## Assignment:
Before you finish, make sure each line of the records has been retyped exactly.

## Dataset extract:
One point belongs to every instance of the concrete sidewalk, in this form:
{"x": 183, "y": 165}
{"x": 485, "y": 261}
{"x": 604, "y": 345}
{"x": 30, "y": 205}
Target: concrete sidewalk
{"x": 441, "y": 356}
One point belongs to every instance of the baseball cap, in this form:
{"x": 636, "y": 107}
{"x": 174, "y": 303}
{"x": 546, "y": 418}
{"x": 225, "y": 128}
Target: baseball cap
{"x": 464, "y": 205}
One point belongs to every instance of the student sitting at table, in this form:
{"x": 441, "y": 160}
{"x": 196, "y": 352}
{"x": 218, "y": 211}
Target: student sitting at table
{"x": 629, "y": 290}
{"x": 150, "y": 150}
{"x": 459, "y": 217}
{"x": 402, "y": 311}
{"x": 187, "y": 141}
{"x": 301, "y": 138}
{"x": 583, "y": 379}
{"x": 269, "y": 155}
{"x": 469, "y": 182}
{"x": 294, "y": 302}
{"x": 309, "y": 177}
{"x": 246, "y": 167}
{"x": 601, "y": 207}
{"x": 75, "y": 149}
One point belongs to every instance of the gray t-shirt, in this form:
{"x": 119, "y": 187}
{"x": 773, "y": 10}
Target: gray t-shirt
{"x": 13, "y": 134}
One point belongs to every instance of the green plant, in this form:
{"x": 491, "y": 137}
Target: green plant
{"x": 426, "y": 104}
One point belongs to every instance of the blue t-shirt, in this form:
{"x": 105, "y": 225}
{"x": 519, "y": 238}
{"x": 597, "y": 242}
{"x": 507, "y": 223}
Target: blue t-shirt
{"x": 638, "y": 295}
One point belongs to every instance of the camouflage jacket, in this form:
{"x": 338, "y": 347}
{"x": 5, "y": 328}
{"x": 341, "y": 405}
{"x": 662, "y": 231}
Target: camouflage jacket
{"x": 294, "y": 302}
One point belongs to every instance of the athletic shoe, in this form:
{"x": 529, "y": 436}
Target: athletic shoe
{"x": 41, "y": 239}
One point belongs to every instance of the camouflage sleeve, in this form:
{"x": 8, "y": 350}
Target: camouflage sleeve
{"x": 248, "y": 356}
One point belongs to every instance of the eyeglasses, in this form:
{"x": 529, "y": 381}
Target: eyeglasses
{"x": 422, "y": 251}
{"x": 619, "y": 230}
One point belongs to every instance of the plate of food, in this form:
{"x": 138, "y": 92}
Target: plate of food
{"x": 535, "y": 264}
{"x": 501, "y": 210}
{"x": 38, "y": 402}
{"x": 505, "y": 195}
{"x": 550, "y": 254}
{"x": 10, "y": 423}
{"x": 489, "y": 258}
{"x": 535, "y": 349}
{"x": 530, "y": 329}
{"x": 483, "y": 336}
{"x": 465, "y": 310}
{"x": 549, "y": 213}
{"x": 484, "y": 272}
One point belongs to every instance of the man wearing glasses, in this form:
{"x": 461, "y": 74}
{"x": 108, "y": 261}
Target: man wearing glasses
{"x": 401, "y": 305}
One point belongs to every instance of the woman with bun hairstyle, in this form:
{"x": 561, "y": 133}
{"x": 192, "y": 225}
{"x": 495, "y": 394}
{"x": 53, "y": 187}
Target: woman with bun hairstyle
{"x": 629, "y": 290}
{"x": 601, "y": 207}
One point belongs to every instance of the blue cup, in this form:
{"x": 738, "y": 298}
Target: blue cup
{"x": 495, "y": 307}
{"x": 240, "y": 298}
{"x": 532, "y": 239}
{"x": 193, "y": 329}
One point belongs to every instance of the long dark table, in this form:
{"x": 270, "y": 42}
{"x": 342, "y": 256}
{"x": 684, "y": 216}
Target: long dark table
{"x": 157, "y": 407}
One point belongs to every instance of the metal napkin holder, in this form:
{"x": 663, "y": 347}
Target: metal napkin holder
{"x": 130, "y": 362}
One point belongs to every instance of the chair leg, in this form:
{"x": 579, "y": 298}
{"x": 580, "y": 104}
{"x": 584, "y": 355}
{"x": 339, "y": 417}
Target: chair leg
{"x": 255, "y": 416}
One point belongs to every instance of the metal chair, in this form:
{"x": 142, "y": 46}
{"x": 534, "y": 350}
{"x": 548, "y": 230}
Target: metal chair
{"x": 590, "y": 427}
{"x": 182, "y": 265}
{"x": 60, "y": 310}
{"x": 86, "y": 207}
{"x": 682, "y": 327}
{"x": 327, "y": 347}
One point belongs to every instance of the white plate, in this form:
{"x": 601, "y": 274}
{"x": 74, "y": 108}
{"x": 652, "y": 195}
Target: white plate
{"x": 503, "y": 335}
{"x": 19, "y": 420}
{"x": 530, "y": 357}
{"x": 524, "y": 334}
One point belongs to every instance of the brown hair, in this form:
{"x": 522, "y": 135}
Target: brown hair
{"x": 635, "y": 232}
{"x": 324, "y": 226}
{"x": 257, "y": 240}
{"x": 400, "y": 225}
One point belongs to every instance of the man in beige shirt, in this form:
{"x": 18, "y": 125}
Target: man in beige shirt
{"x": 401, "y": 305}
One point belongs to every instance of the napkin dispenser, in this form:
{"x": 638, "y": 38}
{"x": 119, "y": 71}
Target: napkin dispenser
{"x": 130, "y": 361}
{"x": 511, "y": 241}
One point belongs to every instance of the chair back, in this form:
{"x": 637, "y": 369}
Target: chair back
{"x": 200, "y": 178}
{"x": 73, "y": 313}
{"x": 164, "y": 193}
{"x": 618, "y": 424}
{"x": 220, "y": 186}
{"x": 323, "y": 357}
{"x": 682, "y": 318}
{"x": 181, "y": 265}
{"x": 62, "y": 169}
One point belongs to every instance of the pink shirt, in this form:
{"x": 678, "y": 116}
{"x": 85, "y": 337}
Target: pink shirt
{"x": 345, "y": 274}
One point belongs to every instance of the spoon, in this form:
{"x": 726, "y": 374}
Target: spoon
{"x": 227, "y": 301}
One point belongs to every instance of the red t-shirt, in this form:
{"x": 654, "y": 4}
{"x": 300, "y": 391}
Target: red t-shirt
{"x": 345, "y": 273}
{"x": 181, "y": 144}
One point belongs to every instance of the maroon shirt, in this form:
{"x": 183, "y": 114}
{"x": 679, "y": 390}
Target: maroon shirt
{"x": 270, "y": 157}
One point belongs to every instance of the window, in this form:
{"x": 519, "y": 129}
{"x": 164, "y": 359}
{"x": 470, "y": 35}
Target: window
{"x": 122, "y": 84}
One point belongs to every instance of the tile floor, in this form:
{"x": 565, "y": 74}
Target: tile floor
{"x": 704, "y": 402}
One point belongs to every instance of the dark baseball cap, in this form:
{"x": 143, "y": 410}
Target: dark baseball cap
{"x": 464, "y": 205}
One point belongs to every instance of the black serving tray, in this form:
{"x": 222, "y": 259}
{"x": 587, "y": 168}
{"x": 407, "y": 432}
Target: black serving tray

## Response to the exercise:
One point belongs to every instance of the concrete sidewalk, in this form:
{"x": 183, "y": 165}
{"x": 485, "y": 261}
{"x": 604, "y": 345}
{"x": 30, "y": 205}
Target: concrete sidewalk
{"x": 441, "y": 356}
One point belongs to every instance of the baseball cap, in this form:
{"x": 636, "y": 107}
{"x": 174, "y": 303}
{"x": 546, "y": 418}
{"x": 225, "y": 128}
Target: baseball cap
{"x": 464, "y": 205}
One point belongs to every instance of the student sitting at table, in this form:
{"x": 441, "y": 160}
{"x": 196, "y": 352}
{"x": 218, "y": 211}
Target: student sitting at table
{"x": 629, "y": 290}
{"x": 150, "y": 150}
{"x": 459, "y": 217}
{"x": 402, "y": 311}
{"x": 187, "y": 141}
{"x": 301, "y": 138}
{"x": 583, "y": 379}
{"x": 269, "y": 155}
{"x": 469, "y": 182}
{"x": 294, "y": 302}
{"x": 309, "y": 177}
{"x": 246, "y": 167}
{"x": 601, "y": 207}
{"x": 75, "y": 149}
One point belongs to every instance of the gray t-shirt, in this form:
{"x": 119, "y": 187}
{"x": 773, "y": 10}
Target: gray t-shirt
{"x": 13, "y": 134}
One point belongs to every instance of the green plant, in this form:
{"x": 491, "y": 137}
Target: green plant
{"x": 426, "y": 104}
One point belongs to every instance of the blue t-shirt, in this form:
{"x": 105, "y": 225}
{"x": 519, "y": 238}
{"x": 597, "y": 242}
{"x": 507, "y": 223}
Target: blue t-shirt
{"x": 638, "y": 295}
One point belongs to every instance of the camouflage jacket, in this form:
{"x": 338, "y": 347}
{"x": 5, "y": 328}
{"x": 341, "y": 405}
{"x": 662, "y": 231}
Target: camouflage jacket
{"x": 294, "y": 302}
One point belongs to every instance of the athletic shoe, in this form:
{"x": 529, "y": 436}
Target: athletic shoe
{"x": 41, "y": 239}
One point belongs to every instance of the camouflage sleeve, in this form:
{"x": 8, "y": 350}
Target: camouflage sleeve
{"x": 248, "y": 356}
One point belongs to every instance of the eyeglasses, in this form:
{"x": 529, "y": 381}
Target: eyeglasses
{"x": 422, "y": 251}
{"x": 619, "y": 230}
One point belongs to every instance of the plate of food, in this form:
{"x": 138, "y": 92}
Target: plate of food
{"x": 535, "y": 264}
{"x": 501, "y": 210}
{"x": 38, "y": 402}
{"x": 505, "y": 195}
{"x": 550, "y": 254}
{"x": 10, "y": 423}
{"x": 489, "y": 258}
{"x": 535, "y": 349}
{"x": 530, "y": 329}
{"x": 483, "y": 336}
{"x": 465, "y": 310}
{"x": 549, "y": 213}
{"x": 484, "y": 272}
One point belongs to every instance of the man wearing glasses, in this form:
{"x": 461, "y": 74}
{"x": 108, "y": 261}
Target: man wearing glasses
{"x": 401, "y": 305}
One point belongs to every instance of the woman with bun hairstyle, in this form:
{"x": 561, "y": 133}
{"x": 192, "y": 225}
{"x": 495, "y": 394}
{"x": 53, "y": 187}
Target: woman with bun hairstyle
{"x": 629, "y": 290}
{"x": 601, "y": 207}
One point belongs to every instance of the blue cup, in this form:
{"x": 738, "y": 298}
Target: blue cup
{"x": 495, "y": 307}
{"x": 240, "y": 298}
{"x": 532, "y": 239}
{"x": 193, "y": 329}
One point belongs to every instance of the long dark table, in this form:
{"x": 270, "y": 42}
{"x": 342, "y": 256}
{"x": 684, "y": 216}
Target: long dark table
{"x": 157, "y": 407}
One point belongs to every instance of the metal napkin holder, in this form:
{"x": 663, "y": 347}
Target: metal napkin holder
{"x": 130, "y": 362}
One point belongs to every instance of the chair leg, in this form:
{"x": 579, "y": 298}
{"x": 580, "y": 104}
{"x": 584, "y": 355}
{"x": 339, "y": 417}
Target: chair leg
{"x": 255, "y": 416}
One point belongs to every instance of the metal chair, in this form:
{"x": 142, "y": 46}
{"x": 534, "y": 350}
{"x": 548, "y": 230}
Target: metal chair
{"x": 590, "y": 427}
{"x": 182, "y": 265}
{"x": 60, "y": 310}
{"x": 86, "y": 207}
{"x": 682, "y": 327}
{"x": 327, "y": 347}
One point belongs to every instance of the white plate, in this form:
{"x": 601, "y": 274}
{"x": 74, "y": 108}
{"x": 652, "y": 195}
Target: white plate
{"x": 503, "y": 335}
{"x": 19, "y": 420}
{"x": 530, "y": 357}
{"x": 524, "y": 334}
One point belongs to every instance of the brown hair, in this form:
{"x": 522, "y": 135}
Target: brown hair
{"x": 635, "y": 232}
{"x": 324, "y": 226}
{"x": 257, "y": 240}
{"x": 400, "y": 225}
One point belongs to every instance of the man in beige shirt, in this form:
{"x": 18, "y": 125}
Target: man in beige shirt
{"x": 401, "y": 305}
One point belongs to every instance of the napkin dispenser, in this form:
{"x": 638, "y": 38}
{"x": 119, "y": 71}
Target: napkin dispenser
{"x": 130, "y": 361}
{"x": 511, "y": 241}
One point belongs to every instance of the chair back, in this form:
{"x": 637, "y": 369}
Target: chair back
{"x": 200, "y": 178}
{"x": 73, "y": 313}
{"x": 164, "y": 193}
{"x": 618, "y": 424}
{"x": 220, "y": 186}
{"x": 323, "y": 357}
{"x": 682, "y": 318}
{"x": 181, "y": 265}
{"x": 62, "y": 169}
One point belongs to every instance of the pink shirt, in this form:
{"x": 678, "y": 116}
{"x": 85, "y": 337}
Target: pink shirt
{"x": 345, "y": 274}
One point belongs to every instance of the spoon, in this form:
{"x": 726, "y": 374}
Target: spoon
{"x": 227, "y": 301}
One point belongs to every instance of the red t-shirt, in this form:
{"x": 654, "y": 4}
{"x": 300, "y": 391}
Target: red t-shirt
{"x": 345, "y": 273}
{"x": 181, "y": 144}
One point belongs to every instance of the maroon shirt, in this form:
{"x": 183, "y": 114}
{"x": 679, "y": 390}
Target: maroon shirt
{"x": 270, "y": 157}
One point belongs to every instance of the window, in this form:
{"x": 519, "y": 129}
{"x": 164, "y": 359}
{"x": 470, "y": 35}
Target: window
{"x": 122, "y": 84}
One point belongs to every instance of the tile floor, in this form:
{"x": 565, "y": 74}
Target: tile floor
{"x": 704, "y": 402}
One point belongs to every instance of the dark baseball cap, in this form:
{"x": 143, "y": 410}
Target: dark baseball cap
{"x": 464, "y": 205}
One point belongs to every instance of the black serving tray, in this form:
{"x": 222, "y": 259}
{"x": 587, "y": 168}
{"x": 407, "y": 432}
Target: black serving tray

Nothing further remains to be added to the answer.